*Given instruction 1*.
Locate and copy every line in the rows below that contains the string "curtain", treating uppercase and lowercase as different.

To learn more about these issues you may contact me at
www.shearlaw.com.

Copyright 2011 by the Law Office of Bradley S. Shear, LLC. All rights reserved.

Friday, October 21, 2011

Missouri repeals social media ban aimed at online student teacher interaction

Missouri repealed its recently enacted student-teacher social media ban which prohibited students and teachers from interacting with each other online. I wrote about the law on August 2, 2011 and at the time stated:

"there is a tremendous lack of understanding regarding social media by elected officials across the country. Does Missouri have a law that bans teachers and students from being able to join the same Churches, Mosques, and Synagogues? Does Missouri have a law that bans teachers from interacting with students in activities outside of the school environment?...This new law is an over-reaction and will most likely soon be challenged and eventually overturned."

Missouri did the right thing in repealing the law because it not only infringed on First Amendment rights but it would also be very difficult if not impossible to enforce. When enacting new legislation lawmakers must understand exactly how the law works and how it may affect constitutional rights.

To learn more about these issues you may contact me at www.shearlaw.com.

Copyright 2011 by the Law Office of Bradley S. Shear, LLC. All rights reserved.

Thursday, October 13, 2011

Will the 4th Amendment protect us in the Social Media Age?

Since entering law school in the Fall of 1995, I have watched how the law has evolved to deal with the issues inherent in the Internet Age and now the Social Media Age. The proliferation of cellphones, laptops, Blackberries, iPhones, iPads, Droids, etc... enables us to house our entire lives in one portable electronic device.

It is great to have all of our personal information easily accessible in one place. However, with all of this technology there are many privacy issues that need to be addressed. For example, does the government have the right to access the data contained in our cell phones and other personal electronic devices without a warrant?

*Given instruction 2*.
Reproduce the social media law excerpt above in full, with no changes.

Data records

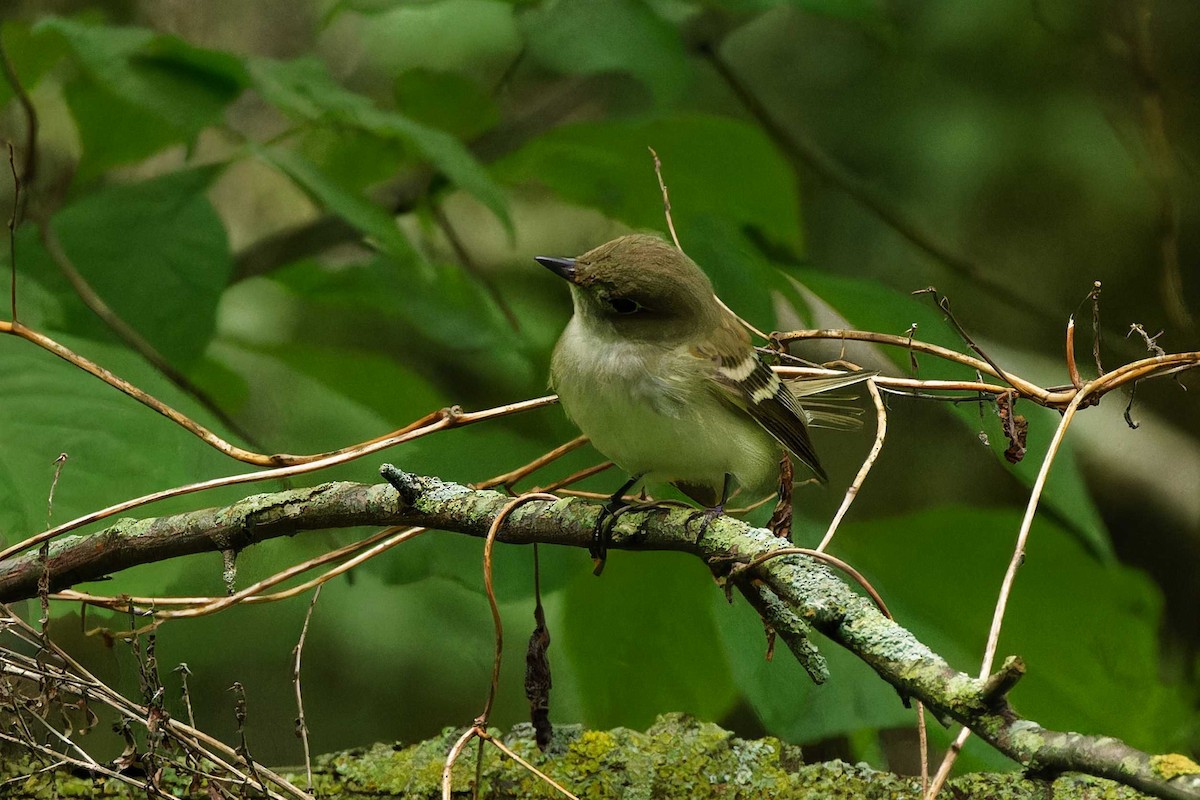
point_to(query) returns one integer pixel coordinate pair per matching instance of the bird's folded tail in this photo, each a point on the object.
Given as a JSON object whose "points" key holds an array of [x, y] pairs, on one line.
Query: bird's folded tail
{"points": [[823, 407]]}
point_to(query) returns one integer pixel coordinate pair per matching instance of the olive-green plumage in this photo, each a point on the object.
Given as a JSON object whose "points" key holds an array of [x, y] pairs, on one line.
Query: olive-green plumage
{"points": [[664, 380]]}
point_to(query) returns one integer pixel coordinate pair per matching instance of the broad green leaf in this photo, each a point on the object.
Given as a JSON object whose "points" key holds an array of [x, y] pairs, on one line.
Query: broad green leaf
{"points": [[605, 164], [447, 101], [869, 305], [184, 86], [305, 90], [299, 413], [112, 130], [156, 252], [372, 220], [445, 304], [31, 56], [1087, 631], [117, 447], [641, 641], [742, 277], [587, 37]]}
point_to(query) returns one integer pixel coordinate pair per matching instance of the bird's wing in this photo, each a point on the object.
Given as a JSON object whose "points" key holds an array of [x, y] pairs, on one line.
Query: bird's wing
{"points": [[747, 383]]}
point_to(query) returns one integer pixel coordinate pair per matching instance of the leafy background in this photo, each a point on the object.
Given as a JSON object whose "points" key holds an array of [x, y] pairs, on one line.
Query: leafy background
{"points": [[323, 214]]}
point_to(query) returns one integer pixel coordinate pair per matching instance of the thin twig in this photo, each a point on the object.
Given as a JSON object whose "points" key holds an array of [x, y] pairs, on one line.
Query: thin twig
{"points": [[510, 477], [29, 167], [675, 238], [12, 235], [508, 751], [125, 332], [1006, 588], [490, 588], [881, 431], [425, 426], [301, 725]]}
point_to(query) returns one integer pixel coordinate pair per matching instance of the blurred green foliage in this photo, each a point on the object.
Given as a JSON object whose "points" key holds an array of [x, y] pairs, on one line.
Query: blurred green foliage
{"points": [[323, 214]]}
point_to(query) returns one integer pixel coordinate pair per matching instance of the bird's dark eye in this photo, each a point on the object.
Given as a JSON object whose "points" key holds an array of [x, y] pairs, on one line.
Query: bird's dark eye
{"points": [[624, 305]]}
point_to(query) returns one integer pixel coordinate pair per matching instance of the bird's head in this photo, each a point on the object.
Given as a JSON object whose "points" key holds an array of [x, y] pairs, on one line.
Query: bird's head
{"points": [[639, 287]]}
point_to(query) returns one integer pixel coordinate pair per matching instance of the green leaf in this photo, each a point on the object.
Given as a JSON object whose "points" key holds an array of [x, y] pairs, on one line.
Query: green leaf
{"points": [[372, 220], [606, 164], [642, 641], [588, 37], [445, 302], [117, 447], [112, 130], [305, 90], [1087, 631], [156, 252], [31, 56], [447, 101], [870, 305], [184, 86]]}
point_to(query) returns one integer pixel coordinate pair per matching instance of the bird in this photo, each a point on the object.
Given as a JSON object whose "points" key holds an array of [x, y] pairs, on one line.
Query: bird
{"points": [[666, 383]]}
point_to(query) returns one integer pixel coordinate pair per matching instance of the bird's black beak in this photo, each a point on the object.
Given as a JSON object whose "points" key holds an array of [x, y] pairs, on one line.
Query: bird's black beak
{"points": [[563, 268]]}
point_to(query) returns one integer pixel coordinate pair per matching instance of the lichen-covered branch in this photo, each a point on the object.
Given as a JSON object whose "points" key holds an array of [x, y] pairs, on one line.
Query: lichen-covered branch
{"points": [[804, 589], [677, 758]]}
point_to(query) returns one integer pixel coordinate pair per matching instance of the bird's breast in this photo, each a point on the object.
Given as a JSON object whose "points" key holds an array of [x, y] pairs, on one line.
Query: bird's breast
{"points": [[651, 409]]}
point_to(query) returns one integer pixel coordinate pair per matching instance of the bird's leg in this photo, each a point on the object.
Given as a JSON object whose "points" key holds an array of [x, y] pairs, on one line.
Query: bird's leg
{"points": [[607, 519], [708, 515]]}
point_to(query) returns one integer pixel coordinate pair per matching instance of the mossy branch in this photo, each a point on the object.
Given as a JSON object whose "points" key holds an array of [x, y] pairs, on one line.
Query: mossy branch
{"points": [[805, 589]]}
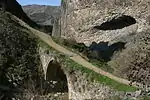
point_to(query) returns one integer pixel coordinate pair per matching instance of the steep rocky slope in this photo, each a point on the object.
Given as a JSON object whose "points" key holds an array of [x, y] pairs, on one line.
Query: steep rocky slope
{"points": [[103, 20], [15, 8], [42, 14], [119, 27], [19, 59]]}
--
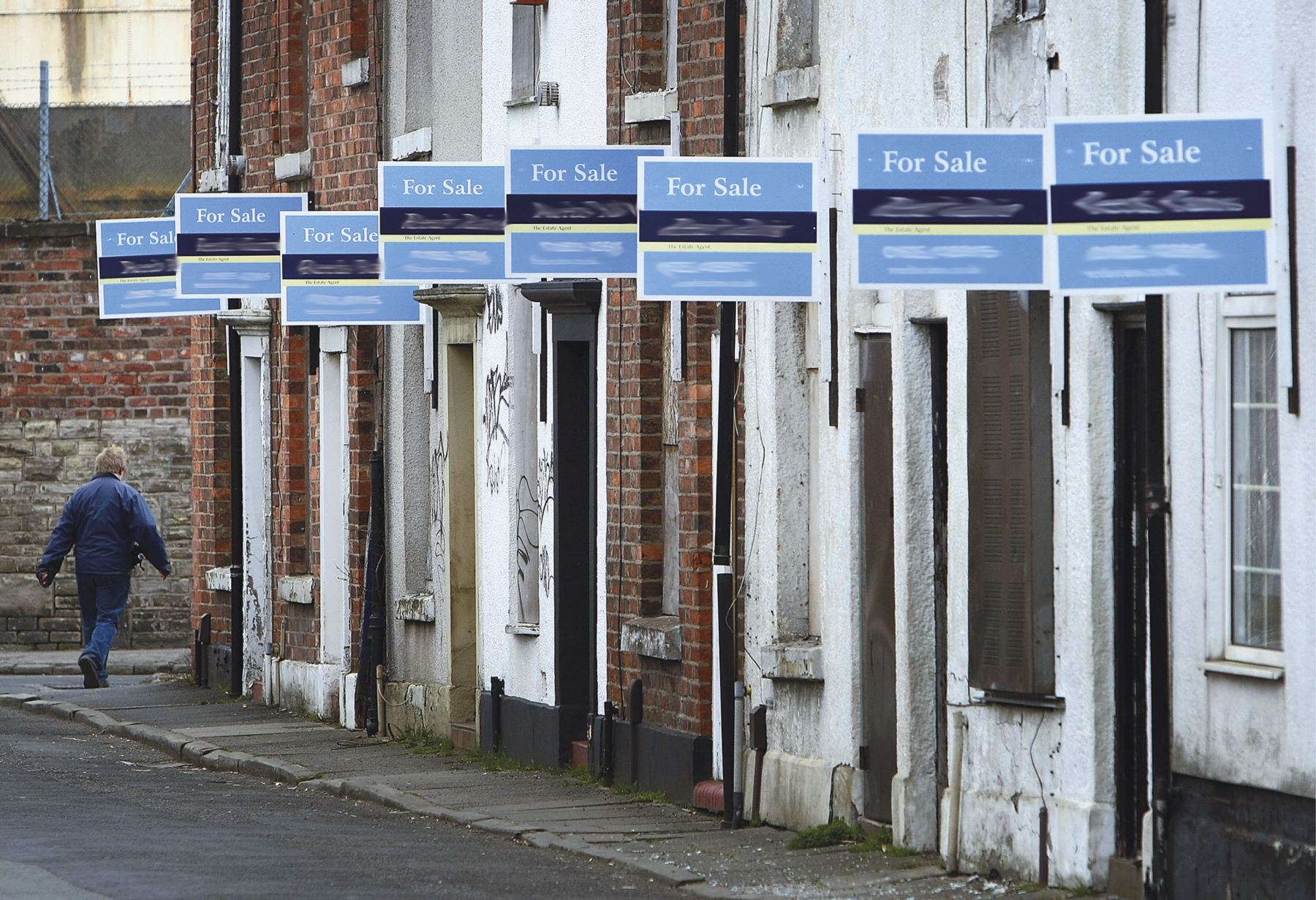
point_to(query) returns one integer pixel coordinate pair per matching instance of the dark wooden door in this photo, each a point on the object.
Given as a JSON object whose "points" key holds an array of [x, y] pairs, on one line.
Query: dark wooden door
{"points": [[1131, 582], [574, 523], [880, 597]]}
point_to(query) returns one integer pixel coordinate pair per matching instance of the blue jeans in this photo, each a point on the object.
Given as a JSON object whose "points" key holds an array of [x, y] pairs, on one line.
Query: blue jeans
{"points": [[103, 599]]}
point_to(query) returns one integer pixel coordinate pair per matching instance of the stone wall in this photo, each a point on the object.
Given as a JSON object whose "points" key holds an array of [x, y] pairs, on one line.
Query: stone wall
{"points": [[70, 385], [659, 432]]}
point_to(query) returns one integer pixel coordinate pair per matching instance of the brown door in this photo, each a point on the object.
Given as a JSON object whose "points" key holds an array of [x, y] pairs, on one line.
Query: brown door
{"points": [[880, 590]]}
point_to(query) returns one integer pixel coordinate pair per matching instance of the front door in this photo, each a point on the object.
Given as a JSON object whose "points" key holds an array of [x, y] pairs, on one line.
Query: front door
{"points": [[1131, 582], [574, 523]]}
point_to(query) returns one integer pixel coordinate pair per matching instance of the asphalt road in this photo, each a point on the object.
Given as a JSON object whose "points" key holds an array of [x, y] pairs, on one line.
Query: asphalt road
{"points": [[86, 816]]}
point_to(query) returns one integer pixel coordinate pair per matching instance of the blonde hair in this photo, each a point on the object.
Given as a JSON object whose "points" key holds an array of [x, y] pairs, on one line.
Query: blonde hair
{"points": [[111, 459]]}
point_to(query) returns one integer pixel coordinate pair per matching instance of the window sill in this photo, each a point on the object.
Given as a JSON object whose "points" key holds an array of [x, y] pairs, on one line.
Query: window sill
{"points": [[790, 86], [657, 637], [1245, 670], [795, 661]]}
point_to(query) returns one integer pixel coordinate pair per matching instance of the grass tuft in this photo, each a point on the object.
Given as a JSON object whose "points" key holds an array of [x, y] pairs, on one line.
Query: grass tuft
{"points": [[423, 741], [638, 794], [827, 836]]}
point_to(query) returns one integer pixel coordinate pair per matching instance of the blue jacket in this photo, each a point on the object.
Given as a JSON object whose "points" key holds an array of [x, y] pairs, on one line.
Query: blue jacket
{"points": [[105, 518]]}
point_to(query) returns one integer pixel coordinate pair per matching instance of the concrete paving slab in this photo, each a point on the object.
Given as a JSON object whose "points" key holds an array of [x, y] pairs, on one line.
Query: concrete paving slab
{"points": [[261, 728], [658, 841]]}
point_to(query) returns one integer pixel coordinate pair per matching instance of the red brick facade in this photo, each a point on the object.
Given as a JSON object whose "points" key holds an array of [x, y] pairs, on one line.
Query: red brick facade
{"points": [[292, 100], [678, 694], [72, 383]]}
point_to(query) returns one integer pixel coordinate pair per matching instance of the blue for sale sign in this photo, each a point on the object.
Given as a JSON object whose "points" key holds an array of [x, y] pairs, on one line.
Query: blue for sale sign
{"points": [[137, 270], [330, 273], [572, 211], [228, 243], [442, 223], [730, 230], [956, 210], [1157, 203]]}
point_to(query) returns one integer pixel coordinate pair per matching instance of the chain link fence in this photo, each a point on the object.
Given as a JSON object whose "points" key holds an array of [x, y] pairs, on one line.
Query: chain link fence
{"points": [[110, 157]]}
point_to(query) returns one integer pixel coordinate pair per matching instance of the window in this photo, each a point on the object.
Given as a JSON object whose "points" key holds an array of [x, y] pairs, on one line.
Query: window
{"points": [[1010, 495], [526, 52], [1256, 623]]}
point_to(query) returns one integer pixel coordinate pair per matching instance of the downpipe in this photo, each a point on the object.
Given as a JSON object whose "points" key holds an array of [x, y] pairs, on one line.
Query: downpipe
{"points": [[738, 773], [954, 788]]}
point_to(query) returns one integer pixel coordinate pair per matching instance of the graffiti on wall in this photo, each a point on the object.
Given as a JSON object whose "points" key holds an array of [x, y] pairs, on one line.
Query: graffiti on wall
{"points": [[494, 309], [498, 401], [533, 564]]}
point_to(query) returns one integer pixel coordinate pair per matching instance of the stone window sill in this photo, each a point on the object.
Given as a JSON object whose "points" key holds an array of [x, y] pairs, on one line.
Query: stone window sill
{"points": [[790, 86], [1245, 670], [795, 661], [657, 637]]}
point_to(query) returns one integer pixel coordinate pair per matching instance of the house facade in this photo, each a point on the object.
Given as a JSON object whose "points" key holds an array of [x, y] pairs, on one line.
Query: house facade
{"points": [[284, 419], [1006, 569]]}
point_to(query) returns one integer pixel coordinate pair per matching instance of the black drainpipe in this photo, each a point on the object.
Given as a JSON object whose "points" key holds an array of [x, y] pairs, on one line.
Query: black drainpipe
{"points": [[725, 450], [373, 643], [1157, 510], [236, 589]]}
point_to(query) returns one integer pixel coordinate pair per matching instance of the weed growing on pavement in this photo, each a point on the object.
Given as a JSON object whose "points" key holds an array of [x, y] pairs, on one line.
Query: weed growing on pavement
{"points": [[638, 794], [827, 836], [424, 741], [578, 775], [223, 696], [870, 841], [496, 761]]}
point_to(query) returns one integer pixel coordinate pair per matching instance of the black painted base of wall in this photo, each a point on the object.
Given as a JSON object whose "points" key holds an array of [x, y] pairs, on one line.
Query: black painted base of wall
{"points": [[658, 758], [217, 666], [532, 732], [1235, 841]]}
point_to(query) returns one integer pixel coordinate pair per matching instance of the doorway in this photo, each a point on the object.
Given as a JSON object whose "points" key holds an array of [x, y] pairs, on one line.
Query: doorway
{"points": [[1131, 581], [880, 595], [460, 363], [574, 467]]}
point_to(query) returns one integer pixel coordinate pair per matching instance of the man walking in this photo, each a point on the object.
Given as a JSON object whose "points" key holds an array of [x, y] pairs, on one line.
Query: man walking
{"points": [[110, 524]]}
==
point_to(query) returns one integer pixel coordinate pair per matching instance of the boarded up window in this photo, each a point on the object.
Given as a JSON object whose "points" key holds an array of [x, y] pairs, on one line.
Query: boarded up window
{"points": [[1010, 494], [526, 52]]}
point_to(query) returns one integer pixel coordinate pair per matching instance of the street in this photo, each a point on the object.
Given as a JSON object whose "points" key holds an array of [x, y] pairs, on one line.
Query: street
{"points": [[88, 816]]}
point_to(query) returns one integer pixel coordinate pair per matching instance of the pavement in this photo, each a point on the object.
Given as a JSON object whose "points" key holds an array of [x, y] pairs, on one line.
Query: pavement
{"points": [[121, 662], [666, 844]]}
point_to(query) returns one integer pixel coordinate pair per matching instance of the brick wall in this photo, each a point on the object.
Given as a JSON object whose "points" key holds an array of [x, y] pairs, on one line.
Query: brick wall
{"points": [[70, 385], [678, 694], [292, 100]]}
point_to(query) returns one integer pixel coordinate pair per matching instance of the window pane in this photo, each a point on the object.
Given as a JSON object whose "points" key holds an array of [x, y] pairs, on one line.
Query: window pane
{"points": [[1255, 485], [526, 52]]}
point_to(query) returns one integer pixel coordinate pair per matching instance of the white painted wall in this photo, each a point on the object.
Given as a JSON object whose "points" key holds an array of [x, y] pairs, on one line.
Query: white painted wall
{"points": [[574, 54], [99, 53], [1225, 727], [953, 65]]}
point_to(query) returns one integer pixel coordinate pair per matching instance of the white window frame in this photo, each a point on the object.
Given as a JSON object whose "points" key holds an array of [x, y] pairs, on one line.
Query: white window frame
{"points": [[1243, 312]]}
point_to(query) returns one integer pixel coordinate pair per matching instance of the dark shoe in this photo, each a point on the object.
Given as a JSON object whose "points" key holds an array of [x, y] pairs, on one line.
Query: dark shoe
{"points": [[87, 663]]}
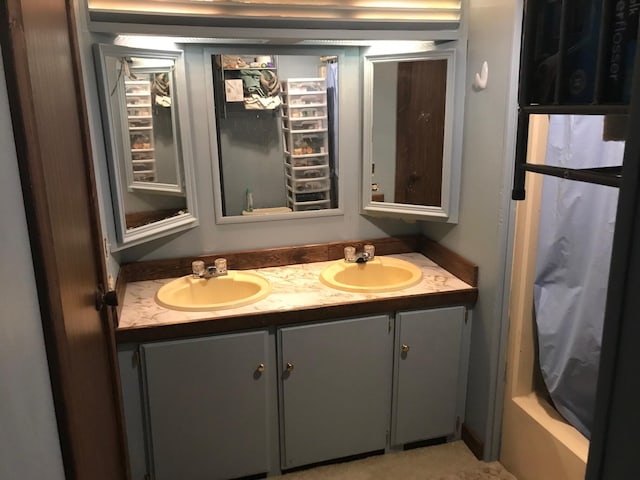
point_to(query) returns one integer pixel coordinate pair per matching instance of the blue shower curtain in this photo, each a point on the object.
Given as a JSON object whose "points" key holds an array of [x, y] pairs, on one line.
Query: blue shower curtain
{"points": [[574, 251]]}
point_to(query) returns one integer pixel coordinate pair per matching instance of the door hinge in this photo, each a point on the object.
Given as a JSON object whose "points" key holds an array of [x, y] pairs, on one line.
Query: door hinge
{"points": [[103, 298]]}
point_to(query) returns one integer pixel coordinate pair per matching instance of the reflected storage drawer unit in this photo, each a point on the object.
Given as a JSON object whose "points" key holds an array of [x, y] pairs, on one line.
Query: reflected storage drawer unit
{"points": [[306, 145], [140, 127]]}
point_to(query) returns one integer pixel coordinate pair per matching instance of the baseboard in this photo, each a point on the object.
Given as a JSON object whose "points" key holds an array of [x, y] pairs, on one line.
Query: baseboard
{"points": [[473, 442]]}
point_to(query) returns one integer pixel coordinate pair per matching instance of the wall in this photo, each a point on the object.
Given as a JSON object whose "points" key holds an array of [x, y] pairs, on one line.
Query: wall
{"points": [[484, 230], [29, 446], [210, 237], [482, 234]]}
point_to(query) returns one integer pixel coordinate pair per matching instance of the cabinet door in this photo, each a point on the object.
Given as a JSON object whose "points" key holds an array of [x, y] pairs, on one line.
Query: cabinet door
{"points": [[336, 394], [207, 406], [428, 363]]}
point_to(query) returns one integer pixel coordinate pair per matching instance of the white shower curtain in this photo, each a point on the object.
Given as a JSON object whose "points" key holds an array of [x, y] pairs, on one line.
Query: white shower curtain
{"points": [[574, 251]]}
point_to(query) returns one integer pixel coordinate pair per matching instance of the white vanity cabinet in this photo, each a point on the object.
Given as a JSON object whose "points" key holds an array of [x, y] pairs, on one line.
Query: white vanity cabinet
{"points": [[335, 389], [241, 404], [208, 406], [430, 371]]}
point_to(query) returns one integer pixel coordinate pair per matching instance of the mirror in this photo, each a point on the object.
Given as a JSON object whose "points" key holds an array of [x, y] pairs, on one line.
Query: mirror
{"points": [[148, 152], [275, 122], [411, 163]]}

*Result 1*.
point_to(query) returns one integer pixel coordinate pair per matching instance of the blue shower curtain in this photo, each a point on the object.
Query: blue shower curtain
point_to(query) returns one integer pixel coordinate pair per matching instance of the white shower curtain in this photo, each a point on the object.
Query: white shower curtain

*Result 2*.
To learn more about these issues you may contact me at
www.shearlaw.com.

Copyright 2011 by the Law Office of Bradley S. Shear, LLC. All rights reserved.

Friday, October 21, 2011

Missouri repeals social media ban aimed at online student teacher interaction

Missouri repealed its recently enacted student-teacher social media ban which prohibited students and teachers from interacting with each other online. I wrote about the law on August 2, 2011 and at the time stated:

"there is a tremendous lack of understanding regarding social media by elected officials across the country. Does Missouri have a law that bans teachers and students from being able to join the same Churches, Mosques, and Synagogues? Does Missouri have a law that bans teachers from interacting with students in activities outside of the school environment?...This new law is an over-reaction and will most likely soon be challenged and eventually overturned."

Missouri did the right thing in repealing the law because it not only infringed on First Amendment rights but it would also be very difficult if not impossible to enforce. When enacting new legislation lawmakers must understand exactly how the law works and how it may affect constitutional rights.

To learn more about these issues you may contact me at www.shearlaw.com.

Copyright 2011 by the Law Office of Bradley S. Shear, LLC. All rights reserved.

Thursday, October 13, 2011

Will the 4th Amendment protect us in the Social Media Age?

Since entering law school in the Fall of 1995, I have watched how the law has evolved to deal with the issues inherent in the Internet Age and now the Social Media Age. The proliferation of cellphones, laptops, Blackberries, iPhones, iPads, Droids, etc... enables us to house our entire lives in one portable electronic device.

It is great to have all of our personal information easily accessible in one place. However, with all of this technology there are many privacy issues that need to be addressed. For example, does the government have the right to access the data contained in our cell phones and other personal electronic devices without a warrant?